### Text block
Friday, August 24, 2018

Just the Facts: Book Discussion August 24, 2018

On a beautiful late summer night, six people took time off from their yards to attend the book discussion group.  Their presence, as always, was much appreciated.

Our book last night was Radium Girls: the dark story of America’s shining women by Kate Moore.  When radium was discovered, it was considered  something of a wonder drug with the ability to cure tumors and, if ingested in minute quantities, create a healthful glow.  It also had industrial uses, the most important being to create luminescent numbers and letters on watch and clock dial faces and on the dial faces of aircraft and automobiles.  The workers who did the painting were almost exclusively women who were taught the technique of “lip-pointing.”  The women would dip their brushes into a radium solution prepared by their male managers and then create a sharp tip by twirling the brush between their lips.  In addition, since the employment was based on piece work, they were encouraged to keep working at their tables even during meal breaks, thus ingesting more radium.  The pay was lucrative and the employed women felt lucky to have the jobs and even enjoyed that their clothing glowed in the dark when they made their ways home.  All was well until some women began to suffer mysterious pains in their mouths and began to lose teeth as well as part of their jaws.  Many developed hideous tumors on their extremities and more than a few died.  Lawsuits began between the United States Radium Corporation and the women.  The issue was radium poisoning, the company claiming it was safe and the women and their lawyers contending it was lethal.  Our conversation centered on the relationship of employers and employees and who, ultimately, is responsible for worker safety, then and now.  Our own experiences played a major role in the conversation.

Our next meeting will be on September 27, 2018.  The book to be discussed, Hue 1968: a turning point of the American war in Vietnam by Mark Bowden, is available at the Circulation Desk.  All are welcome.

### Provided data
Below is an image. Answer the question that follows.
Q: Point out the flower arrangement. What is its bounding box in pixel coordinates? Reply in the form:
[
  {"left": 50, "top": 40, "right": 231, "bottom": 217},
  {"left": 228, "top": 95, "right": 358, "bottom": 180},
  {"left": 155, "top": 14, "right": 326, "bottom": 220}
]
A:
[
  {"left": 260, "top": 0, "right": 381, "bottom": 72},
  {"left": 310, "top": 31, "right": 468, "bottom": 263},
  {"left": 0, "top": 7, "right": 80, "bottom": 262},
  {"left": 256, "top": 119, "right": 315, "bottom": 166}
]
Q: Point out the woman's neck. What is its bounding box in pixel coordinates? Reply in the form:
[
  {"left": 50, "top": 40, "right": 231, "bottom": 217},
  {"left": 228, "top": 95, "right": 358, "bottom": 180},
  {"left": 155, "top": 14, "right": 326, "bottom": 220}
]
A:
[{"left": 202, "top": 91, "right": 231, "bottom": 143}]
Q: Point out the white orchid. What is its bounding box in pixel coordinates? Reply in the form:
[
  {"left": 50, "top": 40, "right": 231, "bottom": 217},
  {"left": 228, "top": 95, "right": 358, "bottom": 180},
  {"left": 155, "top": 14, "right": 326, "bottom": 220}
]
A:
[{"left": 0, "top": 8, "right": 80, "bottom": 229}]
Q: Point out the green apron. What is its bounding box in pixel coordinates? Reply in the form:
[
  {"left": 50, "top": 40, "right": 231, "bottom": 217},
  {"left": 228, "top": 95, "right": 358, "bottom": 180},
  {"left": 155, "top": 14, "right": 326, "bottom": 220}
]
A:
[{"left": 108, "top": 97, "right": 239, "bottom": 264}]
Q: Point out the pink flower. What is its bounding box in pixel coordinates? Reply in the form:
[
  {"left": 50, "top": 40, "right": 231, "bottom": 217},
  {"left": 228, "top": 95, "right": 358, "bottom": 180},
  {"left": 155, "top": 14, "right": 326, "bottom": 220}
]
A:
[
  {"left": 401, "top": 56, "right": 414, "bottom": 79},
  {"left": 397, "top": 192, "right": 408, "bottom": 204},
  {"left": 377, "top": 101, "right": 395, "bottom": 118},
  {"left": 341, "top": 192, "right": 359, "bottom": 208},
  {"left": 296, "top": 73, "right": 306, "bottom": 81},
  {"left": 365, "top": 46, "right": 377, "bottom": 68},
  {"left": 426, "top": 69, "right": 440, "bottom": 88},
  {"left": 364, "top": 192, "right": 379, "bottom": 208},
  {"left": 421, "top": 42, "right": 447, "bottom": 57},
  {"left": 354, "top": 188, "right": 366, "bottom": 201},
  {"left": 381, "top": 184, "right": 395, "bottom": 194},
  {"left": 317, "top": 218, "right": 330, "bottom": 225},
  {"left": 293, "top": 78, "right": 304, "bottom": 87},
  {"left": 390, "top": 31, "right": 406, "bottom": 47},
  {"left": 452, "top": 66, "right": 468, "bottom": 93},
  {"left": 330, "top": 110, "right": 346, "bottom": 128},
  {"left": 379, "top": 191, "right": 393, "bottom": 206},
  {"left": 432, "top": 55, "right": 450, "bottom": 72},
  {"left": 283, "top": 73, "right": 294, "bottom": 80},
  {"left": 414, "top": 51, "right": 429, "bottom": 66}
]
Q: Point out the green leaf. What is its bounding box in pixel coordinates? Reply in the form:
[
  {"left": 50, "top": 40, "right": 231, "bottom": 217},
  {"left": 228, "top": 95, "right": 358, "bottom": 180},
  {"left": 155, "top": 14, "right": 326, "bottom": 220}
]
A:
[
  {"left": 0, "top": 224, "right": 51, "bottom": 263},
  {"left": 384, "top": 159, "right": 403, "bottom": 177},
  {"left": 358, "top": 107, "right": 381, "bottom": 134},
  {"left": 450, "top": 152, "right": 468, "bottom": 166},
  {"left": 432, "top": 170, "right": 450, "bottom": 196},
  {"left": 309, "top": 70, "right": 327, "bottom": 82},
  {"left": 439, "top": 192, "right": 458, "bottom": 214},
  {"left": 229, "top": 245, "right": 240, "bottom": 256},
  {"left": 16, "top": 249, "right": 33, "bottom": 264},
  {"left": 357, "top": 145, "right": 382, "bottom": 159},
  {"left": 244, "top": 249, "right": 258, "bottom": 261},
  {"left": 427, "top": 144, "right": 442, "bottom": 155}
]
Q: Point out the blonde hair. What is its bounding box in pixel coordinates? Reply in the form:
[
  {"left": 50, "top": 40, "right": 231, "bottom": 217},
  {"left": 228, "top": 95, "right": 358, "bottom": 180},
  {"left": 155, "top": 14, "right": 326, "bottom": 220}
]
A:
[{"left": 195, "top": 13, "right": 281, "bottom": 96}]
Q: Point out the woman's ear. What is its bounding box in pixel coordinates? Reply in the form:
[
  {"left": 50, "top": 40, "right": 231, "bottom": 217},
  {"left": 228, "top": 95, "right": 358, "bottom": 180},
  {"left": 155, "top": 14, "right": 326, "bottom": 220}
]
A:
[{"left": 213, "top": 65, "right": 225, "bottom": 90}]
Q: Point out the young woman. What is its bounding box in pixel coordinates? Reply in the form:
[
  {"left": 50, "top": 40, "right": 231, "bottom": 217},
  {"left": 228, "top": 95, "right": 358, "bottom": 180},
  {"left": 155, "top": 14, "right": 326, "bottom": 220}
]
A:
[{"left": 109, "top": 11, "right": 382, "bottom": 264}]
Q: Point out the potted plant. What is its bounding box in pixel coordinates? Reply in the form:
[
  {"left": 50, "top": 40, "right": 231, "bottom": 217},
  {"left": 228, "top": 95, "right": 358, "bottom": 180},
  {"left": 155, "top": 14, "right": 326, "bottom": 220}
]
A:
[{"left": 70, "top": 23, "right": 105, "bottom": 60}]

### Problem details
Summarize the book discussion post in two sentences.

### Response to this exercise
Six people attended the group's discussion of Kate Moore's Radium Girls, which tells of women who painted luminescent dial faces with radium, shaped their brushes between their lips, and later suffered tooth and jaw loss, tumors, and death, leading to lawsuits against the United States Radium Corporation over whether radium was safe. The conversation centered on who is responsible for worker safety, and the next meeting, on September 27, 2018, will discuss Mark Bowden's Hue 1968.